Every line below that contains "wheel" is to be copied.

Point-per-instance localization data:
────────────────────────────────────────

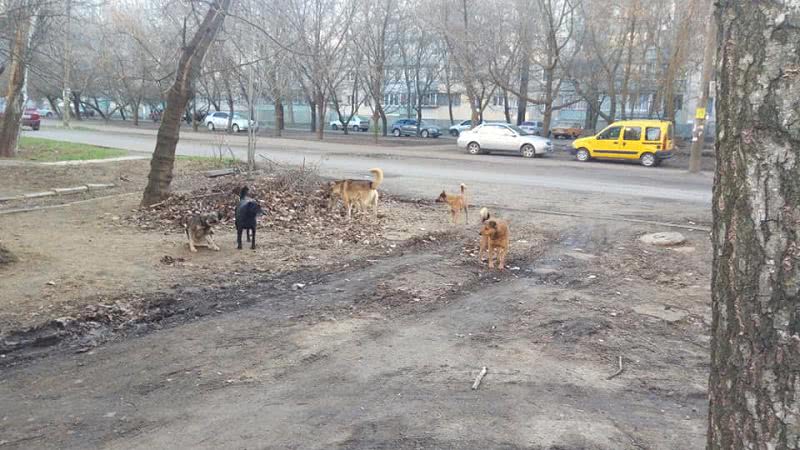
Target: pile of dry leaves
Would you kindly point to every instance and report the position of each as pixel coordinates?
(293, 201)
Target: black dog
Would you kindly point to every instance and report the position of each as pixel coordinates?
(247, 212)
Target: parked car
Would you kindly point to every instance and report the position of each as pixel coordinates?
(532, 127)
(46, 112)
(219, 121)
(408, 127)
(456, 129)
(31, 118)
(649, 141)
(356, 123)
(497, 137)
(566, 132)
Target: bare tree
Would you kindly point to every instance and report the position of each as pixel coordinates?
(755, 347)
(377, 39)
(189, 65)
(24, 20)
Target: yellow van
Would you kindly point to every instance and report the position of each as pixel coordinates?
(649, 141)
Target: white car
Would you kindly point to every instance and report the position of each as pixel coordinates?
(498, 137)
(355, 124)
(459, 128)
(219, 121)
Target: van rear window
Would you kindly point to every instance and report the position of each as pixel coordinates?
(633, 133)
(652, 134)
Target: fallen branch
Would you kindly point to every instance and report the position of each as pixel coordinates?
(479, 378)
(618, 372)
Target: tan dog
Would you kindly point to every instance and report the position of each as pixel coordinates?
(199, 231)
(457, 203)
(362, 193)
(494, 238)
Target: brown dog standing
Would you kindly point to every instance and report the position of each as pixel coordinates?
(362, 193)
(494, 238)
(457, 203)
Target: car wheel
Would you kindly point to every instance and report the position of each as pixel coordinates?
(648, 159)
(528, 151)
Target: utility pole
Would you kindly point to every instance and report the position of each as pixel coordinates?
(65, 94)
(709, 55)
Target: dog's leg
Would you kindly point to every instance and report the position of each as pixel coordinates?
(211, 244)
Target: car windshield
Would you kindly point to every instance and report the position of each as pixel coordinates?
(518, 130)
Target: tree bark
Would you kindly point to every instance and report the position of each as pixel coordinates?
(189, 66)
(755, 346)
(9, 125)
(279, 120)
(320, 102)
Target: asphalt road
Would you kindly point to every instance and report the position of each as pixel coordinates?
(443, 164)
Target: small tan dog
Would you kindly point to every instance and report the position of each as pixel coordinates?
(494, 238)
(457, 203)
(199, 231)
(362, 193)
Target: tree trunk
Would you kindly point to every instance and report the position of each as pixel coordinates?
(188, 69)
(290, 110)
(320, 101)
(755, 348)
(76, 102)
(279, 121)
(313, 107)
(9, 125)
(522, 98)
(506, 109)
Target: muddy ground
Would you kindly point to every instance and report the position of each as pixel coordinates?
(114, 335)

────────────────────────────────────────

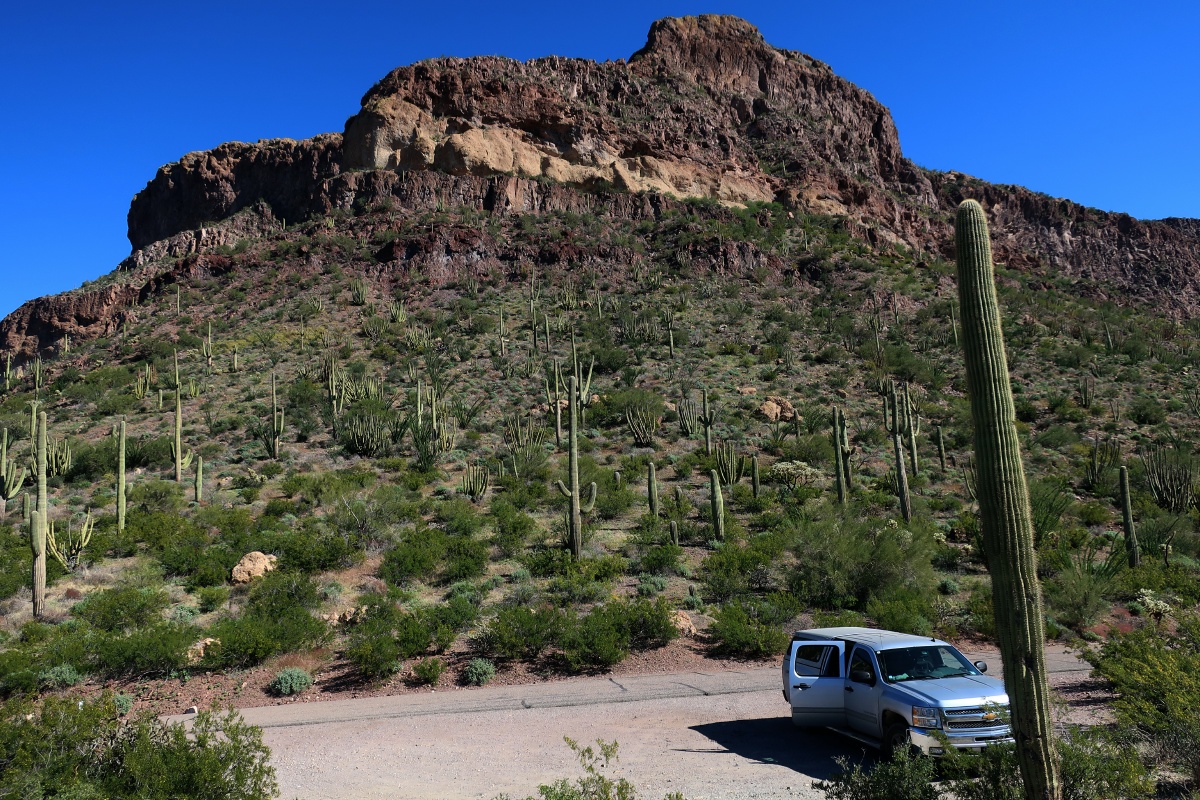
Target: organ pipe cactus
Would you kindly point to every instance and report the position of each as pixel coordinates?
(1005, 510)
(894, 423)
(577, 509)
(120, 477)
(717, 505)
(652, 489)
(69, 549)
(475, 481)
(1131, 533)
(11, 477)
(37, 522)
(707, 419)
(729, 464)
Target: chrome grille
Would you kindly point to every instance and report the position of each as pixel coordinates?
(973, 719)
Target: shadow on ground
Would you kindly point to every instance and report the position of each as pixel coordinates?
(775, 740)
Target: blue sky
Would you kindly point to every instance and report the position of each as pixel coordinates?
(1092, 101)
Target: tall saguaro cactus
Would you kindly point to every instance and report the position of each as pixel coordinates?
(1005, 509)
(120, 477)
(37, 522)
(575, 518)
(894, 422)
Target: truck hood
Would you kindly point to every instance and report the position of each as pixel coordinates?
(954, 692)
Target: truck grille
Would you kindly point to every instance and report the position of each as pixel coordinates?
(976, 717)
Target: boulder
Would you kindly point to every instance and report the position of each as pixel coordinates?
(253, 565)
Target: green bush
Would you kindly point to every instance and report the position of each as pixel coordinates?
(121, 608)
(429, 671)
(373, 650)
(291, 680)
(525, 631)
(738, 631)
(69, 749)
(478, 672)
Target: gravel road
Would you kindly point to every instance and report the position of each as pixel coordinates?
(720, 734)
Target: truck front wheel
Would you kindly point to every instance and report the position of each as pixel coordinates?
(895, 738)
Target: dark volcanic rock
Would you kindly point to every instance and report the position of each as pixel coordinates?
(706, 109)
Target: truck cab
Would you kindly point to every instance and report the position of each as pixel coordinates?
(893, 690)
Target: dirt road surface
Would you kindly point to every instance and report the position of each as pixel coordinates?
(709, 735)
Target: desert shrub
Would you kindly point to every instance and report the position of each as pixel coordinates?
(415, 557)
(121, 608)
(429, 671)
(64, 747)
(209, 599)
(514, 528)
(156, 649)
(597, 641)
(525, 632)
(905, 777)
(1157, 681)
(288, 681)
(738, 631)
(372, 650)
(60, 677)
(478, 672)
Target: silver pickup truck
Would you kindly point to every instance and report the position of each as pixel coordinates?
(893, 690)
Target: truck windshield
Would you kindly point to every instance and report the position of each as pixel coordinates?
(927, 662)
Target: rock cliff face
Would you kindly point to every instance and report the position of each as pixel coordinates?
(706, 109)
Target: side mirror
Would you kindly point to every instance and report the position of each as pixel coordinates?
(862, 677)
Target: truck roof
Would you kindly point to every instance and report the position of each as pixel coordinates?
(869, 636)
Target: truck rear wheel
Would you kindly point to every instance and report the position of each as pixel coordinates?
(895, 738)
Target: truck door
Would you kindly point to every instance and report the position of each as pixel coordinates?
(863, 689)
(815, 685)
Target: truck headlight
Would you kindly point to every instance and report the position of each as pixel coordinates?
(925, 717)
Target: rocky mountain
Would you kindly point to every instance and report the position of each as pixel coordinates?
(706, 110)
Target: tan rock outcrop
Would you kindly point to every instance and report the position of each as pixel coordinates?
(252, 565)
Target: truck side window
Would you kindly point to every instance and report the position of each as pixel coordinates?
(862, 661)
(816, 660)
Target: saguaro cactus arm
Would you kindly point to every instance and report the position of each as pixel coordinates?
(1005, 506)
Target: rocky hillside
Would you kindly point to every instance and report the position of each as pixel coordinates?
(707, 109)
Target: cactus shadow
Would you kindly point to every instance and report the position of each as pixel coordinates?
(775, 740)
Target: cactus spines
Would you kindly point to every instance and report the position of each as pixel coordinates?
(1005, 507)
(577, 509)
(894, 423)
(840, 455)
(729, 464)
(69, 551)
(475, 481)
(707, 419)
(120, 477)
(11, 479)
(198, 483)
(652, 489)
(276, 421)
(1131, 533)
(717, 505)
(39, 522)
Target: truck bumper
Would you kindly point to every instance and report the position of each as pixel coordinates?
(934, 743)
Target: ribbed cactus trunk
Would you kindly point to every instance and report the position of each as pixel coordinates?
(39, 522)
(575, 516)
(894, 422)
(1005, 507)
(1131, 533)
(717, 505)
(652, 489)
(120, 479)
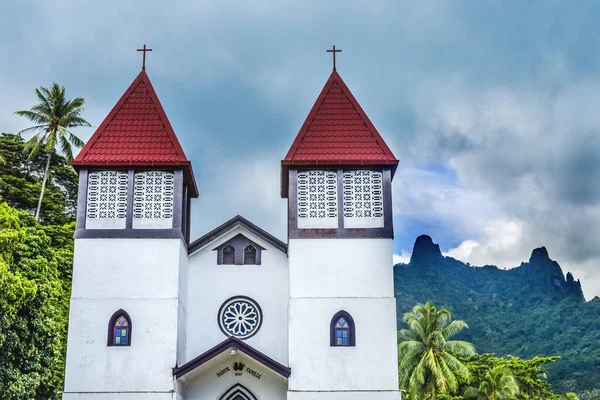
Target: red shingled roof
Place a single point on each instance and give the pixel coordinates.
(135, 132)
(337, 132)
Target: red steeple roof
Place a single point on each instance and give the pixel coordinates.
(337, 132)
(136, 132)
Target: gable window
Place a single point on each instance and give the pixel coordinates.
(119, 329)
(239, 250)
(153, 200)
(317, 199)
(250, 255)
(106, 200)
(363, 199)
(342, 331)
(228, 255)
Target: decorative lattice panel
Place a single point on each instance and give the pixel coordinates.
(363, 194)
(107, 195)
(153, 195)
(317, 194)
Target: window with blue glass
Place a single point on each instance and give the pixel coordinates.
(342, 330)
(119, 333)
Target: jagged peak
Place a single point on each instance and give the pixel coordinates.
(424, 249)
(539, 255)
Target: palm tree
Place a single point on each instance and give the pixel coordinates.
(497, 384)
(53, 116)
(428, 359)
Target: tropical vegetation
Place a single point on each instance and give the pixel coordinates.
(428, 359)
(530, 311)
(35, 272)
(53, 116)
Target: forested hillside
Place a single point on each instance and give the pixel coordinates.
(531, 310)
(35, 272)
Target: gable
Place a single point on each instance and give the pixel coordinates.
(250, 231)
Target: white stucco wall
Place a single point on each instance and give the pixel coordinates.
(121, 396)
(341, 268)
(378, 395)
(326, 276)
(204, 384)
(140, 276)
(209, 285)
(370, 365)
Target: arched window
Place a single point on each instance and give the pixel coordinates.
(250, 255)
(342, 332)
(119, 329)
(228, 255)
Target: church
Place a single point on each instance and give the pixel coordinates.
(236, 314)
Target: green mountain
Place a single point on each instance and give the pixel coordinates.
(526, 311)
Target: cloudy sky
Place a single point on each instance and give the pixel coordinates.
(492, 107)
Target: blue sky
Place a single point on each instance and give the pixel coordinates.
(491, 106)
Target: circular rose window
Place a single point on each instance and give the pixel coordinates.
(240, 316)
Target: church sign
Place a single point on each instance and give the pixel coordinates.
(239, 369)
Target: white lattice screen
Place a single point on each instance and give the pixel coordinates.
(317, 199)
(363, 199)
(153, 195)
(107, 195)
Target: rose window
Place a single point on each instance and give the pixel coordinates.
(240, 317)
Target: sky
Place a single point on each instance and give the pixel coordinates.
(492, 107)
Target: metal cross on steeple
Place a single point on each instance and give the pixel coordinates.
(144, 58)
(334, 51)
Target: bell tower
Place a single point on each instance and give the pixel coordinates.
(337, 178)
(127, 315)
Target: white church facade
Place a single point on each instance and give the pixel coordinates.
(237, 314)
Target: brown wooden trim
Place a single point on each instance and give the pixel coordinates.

────────────────────────────────────────

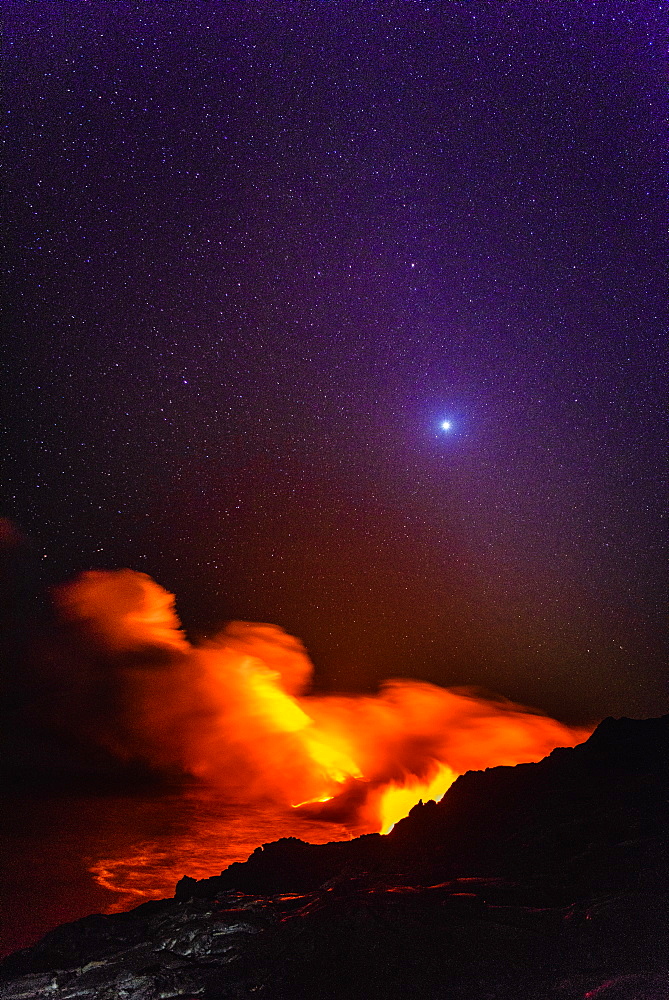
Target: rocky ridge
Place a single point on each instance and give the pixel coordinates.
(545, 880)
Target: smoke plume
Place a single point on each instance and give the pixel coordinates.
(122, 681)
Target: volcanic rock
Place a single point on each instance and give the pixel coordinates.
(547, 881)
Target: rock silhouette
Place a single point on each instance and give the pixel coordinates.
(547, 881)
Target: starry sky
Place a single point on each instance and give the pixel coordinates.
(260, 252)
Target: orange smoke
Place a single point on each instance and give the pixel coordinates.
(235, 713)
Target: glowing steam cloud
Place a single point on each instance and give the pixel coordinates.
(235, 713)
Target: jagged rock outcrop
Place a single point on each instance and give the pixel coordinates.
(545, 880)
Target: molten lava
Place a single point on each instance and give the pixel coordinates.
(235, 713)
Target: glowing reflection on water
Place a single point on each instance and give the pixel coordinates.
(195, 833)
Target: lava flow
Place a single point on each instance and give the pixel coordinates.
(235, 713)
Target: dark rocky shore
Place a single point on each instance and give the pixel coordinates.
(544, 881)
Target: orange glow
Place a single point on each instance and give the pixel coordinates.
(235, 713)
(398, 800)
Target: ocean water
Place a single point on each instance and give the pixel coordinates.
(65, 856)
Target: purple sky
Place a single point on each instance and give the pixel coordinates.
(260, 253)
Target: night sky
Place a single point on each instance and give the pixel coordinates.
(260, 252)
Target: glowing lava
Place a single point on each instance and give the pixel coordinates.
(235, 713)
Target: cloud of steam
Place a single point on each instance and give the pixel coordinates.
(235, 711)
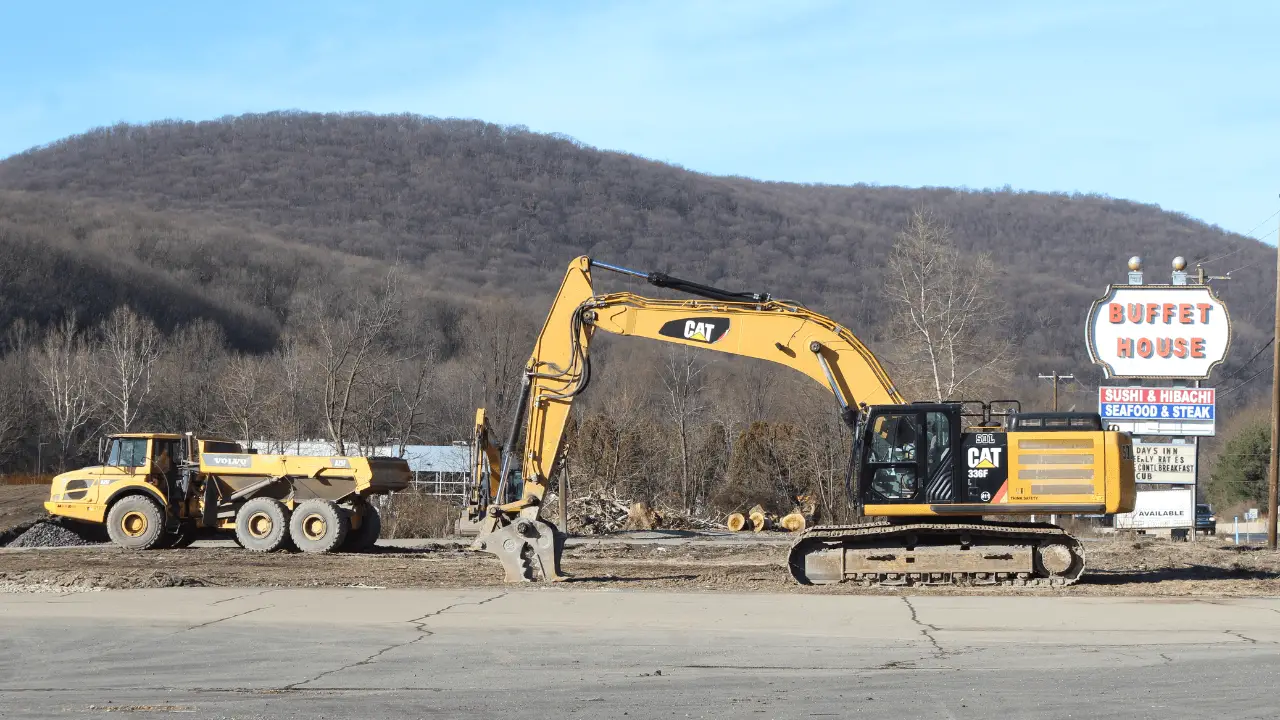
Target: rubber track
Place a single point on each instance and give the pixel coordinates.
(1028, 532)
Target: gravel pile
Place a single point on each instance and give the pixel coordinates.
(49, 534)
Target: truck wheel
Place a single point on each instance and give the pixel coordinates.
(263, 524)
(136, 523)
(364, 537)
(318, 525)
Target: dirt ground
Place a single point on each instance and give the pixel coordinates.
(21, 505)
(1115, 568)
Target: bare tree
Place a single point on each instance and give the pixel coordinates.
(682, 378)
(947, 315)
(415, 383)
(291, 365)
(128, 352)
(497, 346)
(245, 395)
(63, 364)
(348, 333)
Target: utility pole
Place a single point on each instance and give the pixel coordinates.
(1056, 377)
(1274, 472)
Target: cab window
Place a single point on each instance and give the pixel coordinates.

────────────────────────────────────────

EXERCISE OUTPUT
Target: car wheel
Target: truck front wheel
Target: truck rear wheel
Target: truck wheel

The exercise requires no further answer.